** start Data lines **

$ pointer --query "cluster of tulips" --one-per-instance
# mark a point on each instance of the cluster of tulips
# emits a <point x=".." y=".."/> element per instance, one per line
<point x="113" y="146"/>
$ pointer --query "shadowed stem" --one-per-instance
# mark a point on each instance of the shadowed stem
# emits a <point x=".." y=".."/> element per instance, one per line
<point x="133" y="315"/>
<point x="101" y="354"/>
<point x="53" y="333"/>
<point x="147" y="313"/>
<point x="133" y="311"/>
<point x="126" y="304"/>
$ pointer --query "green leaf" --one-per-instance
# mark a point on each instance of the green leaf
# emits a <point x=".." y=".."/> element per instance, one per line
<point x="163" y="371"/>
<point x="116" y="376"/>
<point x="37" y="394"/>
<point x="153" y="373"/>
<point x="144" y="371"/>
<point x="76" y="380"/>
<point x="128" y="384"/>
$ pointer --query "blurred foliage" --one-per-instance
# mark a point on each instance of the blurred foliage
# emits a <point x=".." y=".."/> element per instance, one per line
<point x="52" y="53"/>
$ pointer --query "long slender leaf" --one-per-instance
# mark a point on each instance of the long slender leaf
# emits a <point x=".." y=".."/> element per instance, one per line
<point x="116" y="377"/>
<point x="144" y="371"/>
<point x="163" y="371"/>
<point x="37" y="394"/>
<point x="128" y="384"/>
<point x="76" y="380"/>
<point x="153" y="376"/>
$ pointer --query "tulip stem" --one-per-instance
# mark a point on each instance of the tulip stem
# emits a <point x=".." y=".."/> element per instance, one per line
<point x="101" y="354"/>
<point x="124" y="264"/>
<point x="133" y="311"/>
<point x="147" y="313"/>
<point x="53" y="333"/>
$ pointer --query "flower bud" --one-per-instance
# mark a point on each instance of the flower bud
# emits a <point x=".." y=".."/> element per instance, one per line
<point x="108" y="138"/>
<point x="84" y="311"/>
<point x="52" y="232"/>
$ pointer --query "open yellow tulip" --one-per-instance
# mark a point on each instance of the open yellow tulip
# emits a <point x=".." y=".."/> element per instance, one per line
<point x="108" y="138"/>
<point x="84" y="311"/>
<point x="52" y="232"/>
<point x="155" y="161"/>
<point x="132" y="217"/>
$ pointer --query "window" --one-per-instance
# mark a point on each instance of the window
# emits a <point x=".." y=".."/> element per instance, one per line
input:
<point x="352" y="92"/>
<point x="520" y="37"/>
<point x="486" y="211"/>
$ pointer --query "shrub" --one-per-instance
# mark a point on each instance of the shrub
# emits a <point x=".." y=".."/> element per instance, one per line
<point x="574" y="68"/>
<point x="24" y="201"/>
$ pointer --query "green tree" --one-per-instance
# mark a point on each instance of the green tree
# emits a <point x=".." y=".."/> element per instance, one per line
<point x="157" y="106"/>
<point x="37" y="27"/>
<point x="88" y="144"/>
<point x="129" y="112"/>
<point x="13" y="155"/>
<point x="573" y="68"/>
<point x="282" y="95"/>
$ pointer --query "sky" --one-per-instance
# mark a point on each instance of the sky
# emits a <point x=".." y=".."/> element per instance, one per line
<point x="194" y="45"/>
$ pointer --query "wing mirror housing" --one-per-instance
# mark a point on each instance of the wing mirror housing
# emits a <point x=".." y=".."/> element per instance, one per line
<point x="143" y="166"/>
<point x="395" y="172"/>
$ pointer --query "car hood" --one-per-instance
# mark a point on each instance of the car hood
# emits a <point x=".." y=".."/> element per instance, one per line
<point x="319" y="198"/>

** end Data lines **

• Work required:
Output each record precisely as given.

• Worked solution:
$ pointer --query "cluster of tulips" --one-per-instance
# mark a point on each instance of the cluster of tulips
# emits a <point x=".." y=".."/> element per instance, one per line
<point x="113" y="146"/>
$ pointer --query "shadowed stem" --one-per-instance
# mark a point on each instance of the shadowed stem
# emits a <point x=".." y=".."/> element per instance, one per line
<point x="133" y="315"/>
<point x="101" y="354"/>
<point x="53" y="333"/>
<point x="147" y="313"/>
<point x="133" y="311"/>
<point x="126" y="304"/>
$ pointer --query "green leaf" --one-per-instance
# mark a point on each instance of the green leaf
# emits a <point x=".." y=".."/> element per instance, one per line
<point x="163" y="371"/>
<point x="116" y="376"/>
<point x="37" y="394"/>
<point x="153" y="373"/>
<point x="144" y="371"/>
<point x="76" y="380"/>
<point x="128" y="384"/>
$ pointer --query "blurred foliage" --one-per-instance
# mark a point on each instance of the blurred foliage
# emits a <point x=".." y=".."/> element per instance, one per line
<point x="52" y="53"/>
$ pointer --query "long slender leaf" --one-per-instance
# mark a point on each instance of the long slender leaf
# emits a <point x=".." y=".."/> element per instance, one per line
<point x="116" y="377"/>
<point x="144" y="371"/>
<point x="163" y="371"/>
<point x="37" y="394"/>
<point x="128" y="384"/>
<point x="76" y="380"/>
<point x="153" y="376"/>
$ pointer --query "tulip stem" --one-per-instance
# mark a point on each instance of the tulip stem
# emits a <point x=".." y=".."/> element per instance, one per line
<point x="101" y="354"/>
<point x="124" y="264"/>
<point x="133" y="311"/>
<point x="147" y="313"/>
<point x="53" y="333"/>
$ pointer --query "flower bud" --one-per-instance
# mark a point on each instance of the flower bud
# emits a <point x=".." y=".."/> element per instance, one per line
<point x="108" y="138"/>
<point x="84" y="311"/>
<point x="52" y="232"/>
$ pointer --query "open yellow tulip" --one-per-instance
# mark a point on each instance of the open yellow tulip
# emits a <point x=".." y=".."/> element per instance, one per line
<point x="108" y="138"/>
<point x="84" y="311"/>
<point x="52" y="232"/>
<point x="155" y="161"/>
<point x="132" y="217"/>
$ pointer --query "window" --one-per-instance
# mark a point on each instance of the window
# emits a <point x=".." y=".."/> element per instance, one per line
input:
<point x="352" y="92"/>
<point x="520" y="37"/>
<point x="486" y="211"/>
$ pointer --query "shrub" --one-per-instance
# mark a point on each instance of the shrub
# emits a <point x=".." y=".."/> element per instance, one per line
<point x="574" y="68"/>
<point x="24" y="201"/>
$ pointer --query "green tree" --one-per-instance
# mark a point on each instance of the green tree
# emits a <point x=".." y=".."/> element per instance, one per line
<point x="157" y="106"/>
<point x="37" y="27"/>
<point x="88" y="144"/>
<point x="129" y="112"/>
<point x="13" y="155"/>
<point x="573" y="68"/>
<point x="282" y="95"/>
$ pointer --query "sky" --one-per-instance
# mark a point on each instance of the sky
# emits a <point x=".." y=".."/> element per instance, one per line
<point x="194" y="45"/>
$ pointer --query "wing mirror housing" --one-per-instance
# mark a point on each instance of the wing mirror housing
# emits a <point x=".." y=".."/> element per instance, one per line
<point x="143" y="166"/>
<point x="395" y="172"/>
$ pointer --query "car hood" --one-per-instance
# mark a point on each instance of the car hood
# emits a <point x=".." y=".."/> element per instance, one per line
<point x="319" y="198"/>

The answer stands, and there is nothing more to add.